■ Page extract:
= = =
BUSINESS SEO Terms of Service
The Customer subscribes to the WebRefresh Business SEO package at $2,000 AUD EX GST per month for a minimum of one month(s) from service start date, being the date of purchase.
Any additional costs related to supporting the implementation of WebRefresh’s recommendations are to be borne by the customer, for example, domain purchases, website development and copywriting.
WebRefresh will invoice the Customer on a monthly basis for the duration of this Agreement for Services to be provided in the forthcoming month. Prompt payment by the Customer is required within 7 days of the date of the invoice.
This Agreement has an initial term of one month(s) and will continue on a month to month basis after the initial term until terminated by either party. It may be terminated by either party after providing 30 days written notice to the other, if the other party breaches any material obligation provided in this Agreement and the breaching party fails to cure such breach within thirty (30) days of receipt of notice from the other party requiring the breach to be remedied.
This Agreement may be terminated by WebRefresh (i) immediately if the Customer fails to pay any monies due within the required time frame; or (ii) if the Customer fails to co-operate with or hinders WebRefresh’s ability to perform the Services.
If this agreement is terminated within the initial minimum one (1) month time period from the date of service start date, early termination fees may apply (see clause 13).
In order for WebRefresh to provide the Services, the Customer must:
+ Provide WebRefresh with FTP and content management system access to its websites and social media accounts for uploading new pages, and making changes for the purpose of providing the Services or approval to go through a third party.
+ Authorise WebRefresh to use of all the Customer's logos, trademarks, website images, etc. for use in creating informational pages and any other uses as necessary to provide the Services.
= = =
■ Goals:
[1] In the SEO terms of service, why must the Customer give WebRefresh FTP and content management system access to its websites and social media accounts?
[2] Carry on the SEO terms of service from its last line, in the same style.

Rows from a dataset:
= = =
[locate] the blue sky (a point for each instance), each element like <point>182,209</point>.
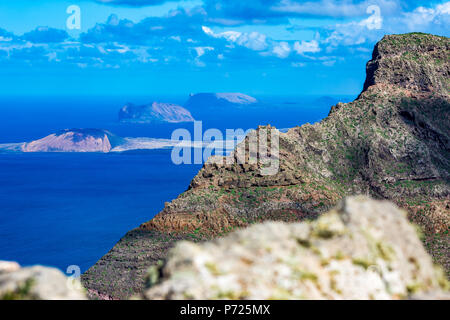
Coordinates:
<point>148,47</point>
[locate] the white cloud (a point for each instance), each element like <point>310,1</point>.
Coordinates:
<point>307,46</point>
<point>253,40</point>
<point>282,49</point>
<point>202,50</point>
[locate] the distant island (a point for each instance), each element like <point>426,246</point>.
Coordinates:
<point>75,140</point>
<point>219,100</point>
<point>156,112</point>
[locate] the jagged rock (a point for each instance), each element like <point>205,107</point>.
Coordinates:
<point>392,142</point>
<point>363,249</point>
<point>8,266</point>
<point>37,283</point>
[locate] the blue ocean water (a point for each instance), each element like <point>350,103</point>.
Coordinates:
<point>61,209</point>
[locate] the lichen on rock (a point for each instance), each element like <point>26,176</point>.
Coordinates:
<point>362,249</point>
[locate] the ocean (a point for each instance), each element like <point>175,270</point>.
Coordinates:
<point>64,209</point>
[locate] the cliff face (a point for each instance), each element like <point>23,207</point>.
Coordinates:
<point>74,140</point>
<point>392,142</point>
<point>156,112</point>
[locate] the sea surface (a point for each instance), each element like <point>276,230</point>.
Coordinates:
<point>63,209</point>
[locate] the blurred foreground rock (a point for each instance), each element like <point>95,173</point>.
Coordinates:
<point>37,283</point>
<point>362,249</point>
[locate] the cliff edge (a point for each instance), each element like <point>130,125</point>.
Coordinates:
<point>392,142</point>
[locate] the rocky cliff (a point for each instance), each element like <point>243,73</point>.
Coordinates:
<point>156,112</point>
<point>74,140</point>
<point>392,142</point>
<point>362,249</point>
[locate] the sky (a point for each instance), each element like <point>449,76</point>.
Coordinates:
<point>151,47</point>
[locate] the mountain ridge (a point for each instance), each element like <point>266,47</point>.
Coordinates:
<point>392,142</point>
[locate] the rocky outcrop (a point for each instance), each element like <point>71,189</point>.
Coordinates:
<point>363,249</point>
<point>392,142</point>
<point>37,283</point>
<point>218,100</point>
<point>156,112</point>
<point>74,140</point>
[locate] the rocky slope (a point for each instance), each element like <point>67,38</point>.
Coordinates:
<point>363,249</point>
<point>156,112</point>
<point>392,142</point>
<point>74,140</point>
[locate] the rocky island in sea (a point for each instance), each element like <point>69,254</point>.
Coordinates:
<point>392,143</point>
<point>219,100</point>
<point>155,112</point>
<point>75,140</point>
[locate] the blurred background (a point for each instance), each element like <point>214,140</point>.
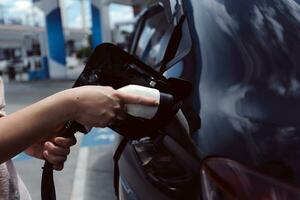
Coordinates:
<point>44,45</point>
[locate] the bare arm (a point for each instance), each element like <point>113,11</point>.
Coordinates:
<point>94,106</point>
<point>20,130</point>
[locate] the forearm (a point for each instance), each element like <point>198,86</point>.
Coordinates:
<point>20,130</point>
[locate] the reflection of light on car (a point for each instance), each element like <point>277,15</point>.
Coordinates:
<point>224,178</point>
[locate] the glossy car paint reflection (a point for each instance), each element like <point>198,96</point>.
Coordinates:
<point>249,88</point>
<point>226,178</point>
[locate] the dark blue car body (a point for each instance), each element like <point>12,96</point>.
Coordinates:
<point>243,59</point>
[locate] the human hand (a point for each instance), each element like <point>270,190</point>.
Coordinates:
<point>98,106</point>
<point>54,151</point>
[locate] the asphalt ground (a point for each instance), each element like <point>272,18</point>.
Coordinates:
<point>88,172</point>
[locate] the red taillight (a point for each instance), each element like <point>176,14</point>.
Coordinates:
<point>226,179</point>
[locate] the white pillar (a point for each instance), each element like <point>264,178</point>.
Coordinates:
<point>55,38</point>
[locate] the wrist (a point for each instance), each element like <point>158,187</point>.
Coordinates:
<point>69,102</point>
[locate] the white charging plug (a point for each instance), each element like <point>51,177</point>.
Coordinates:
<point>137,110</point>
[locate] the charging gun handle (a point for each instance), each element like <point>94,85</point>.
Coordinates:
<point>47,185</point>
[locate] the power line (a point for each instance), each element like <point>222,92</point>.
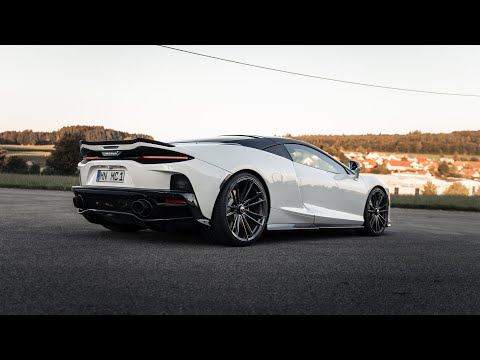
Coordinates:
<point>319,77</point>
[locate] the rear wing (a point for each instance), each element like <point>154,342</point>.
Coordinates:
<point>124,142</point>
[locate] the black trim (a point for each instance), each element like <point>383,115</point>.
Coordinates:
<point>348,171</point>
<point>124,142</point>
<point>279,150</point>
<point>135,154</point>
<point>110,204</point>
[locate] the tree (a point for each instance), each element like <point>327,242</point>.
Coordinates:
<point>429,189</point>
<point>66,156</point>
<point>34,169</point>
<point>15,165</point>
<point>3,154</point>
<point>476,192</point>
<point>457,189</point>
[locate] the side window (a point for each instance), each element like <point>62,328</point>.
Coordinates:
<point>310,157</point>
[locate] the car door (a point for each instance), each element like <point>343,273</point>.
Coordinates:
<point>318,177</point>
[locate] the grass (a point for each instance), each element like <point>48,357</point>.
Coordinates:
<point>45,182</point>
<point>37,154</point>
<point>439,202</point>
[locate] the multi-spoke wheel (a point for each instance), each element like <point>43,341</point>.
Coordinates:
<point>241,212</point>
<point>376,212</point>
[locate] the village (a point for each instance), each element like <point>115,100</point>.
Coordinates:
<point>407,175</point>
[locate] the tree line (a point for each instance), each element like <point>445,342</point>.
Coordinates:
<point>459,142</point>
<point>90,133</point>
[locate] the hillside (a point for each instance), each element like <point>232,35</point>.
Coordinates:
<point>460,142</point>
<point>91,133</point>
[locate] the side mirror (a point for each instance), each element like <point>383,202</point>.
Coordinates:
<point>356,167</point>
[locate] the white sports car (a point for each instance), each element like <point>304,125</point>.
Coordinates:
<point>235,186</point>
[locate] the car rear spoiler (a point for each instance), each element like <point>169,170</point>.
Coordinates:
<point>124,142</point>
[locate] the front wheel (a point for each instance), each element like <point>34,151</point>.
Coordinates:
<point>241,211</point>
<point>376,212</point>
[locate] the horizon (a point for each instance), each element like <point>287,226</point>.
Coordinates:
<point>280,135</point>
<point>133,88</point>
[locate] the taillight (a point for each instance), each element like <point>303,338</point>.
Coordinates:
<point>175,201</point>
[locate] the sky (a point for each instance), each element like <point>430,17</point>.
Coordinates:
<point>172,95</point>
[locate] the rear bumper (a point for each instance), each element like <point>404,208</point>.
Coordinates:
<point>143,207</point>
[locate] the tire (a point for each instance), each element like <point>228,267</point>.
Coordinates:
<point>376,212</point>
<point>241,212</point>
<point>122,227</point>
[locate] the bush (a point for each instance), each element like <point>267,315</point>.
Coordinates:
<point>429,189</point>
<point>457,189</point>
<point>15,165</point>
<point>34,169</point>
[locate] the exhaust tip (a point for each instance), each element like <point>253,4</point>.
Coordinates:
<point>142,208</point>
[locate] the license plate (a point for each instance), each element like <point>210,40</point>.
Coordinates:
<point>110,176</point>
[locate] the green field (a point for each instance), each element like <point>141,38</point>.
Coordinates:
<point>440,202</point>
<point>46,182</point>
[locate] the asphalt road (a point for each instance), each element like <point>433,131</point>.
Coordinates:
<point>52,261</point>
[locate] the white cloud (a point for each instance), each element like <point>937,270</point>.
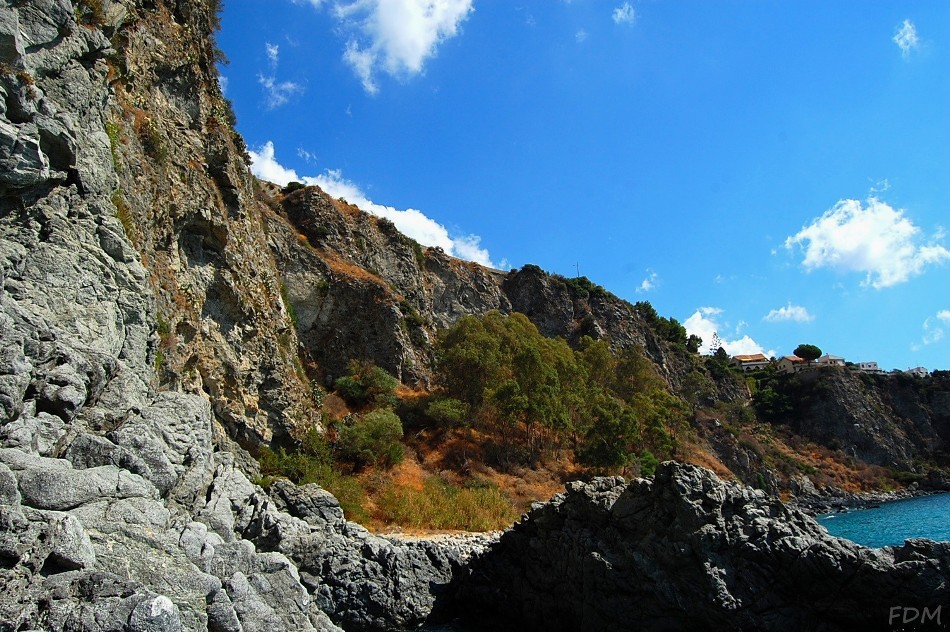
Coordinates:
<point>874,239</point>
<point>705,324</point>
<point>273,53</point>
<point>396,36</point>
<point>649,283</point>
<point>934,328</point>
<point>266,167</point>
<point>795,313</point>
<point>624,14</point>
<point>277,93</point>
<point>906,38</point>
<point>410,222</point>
= = =
■ Results by task:
[1] WebRefresh needs that access to upload new pages and make changes so it can provide the Services. The alternative is the Customer's approval to go through a third party.

[2]
+ If the Customer's website(s) is light in textual content, provide additional relevant text content in electronic format for the purpose of creating additional web pages and the Customer agrees to provide content, for example 700 to 2,000 word "articles" about each of the Keyword Phrases.
The Customer understands, acknowledges and agrees that:
+ WebRefresh has no control over the policies of search engines or directories with respect to the type of sites and/or content that they accept now or in the future.
+ the Customer's website(s) may be excluded from any search engine or directory at any time at the sole discretion of the search engine or directory entity and that WebRefresh has no control over this, nor does it make any representation or warranty about it.
+ if this occurs, WebRefresh will resubmit those pages that have been dropped from the index, but disclaims that (i) some search engines and directories may take as long as two (2) to four (4) months, and in some cases longer, after submission to relist the website(s), (ii) occasionally, search engines and directories will stop accepting submissions for an indefinite period of time, (iii) occasionally, search engines and directories will drop listings for no apparent or predictable reason and that often listings will "reappear" without any additional submissions and (iv) some search engines and directories offer expedited listing services for a fee and that the payment of such fee, if required, will be made by the Customer.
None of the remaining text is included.